(EXERCISE OBJECTIVE): Lay out every line of the items below as a Markdown table with the columns Row and Line, skipping blank lines. Leave the pictures out of your answer.

Collected data
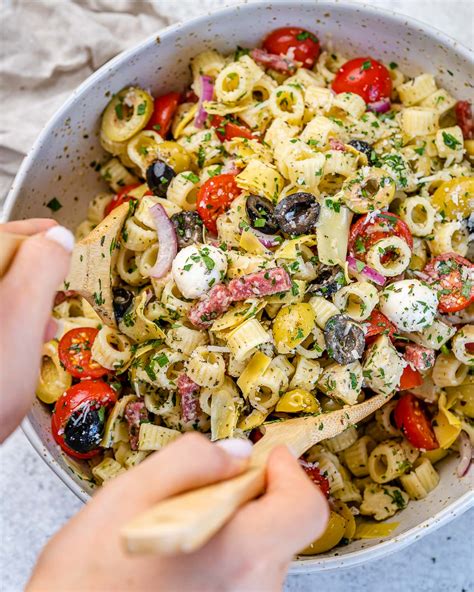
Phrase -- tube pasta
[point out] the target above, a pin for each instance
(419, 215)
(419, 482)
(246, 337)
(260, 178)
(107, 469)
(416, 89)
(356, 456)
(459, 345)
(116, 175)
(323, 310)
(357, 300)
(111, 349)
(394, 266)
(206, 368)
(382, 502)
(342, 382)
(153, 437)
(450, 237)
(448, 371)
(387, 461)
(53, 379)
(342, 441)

(OUTPUT OF THE EXERCISE):
| Row | Line |
|---|---|
| 1 | Phrase -- tube pasta |
| 2 | [point out] the target above, a pin for each instance |
| 3 | (419, 215) |
| 4 | (419, 482) |
| 5 | (246, 337) |
| 6 | (260, 178) |
| 7 | (107, 469) |
| 8 | (416, 89) |
| 9 | (356, 456) |
| 10 | (459, 345) |
| 11 | (116, 175) |
| 12 | (323, 310) |
| 13 | (357, 300) |
| 14 | (111, 349) |
| 15 | (394, 266) |
| 16 | (206, 368) |
| 17 | (382, 502) |
| 18 | (342, 382) |
| 19 | (153, 437) |
| 20 | (450, 237) |
| 21 | (448, 371) |
| 22 | (387, 461) |
| 23 | (53, 379) |
| 24 | (342, 441) |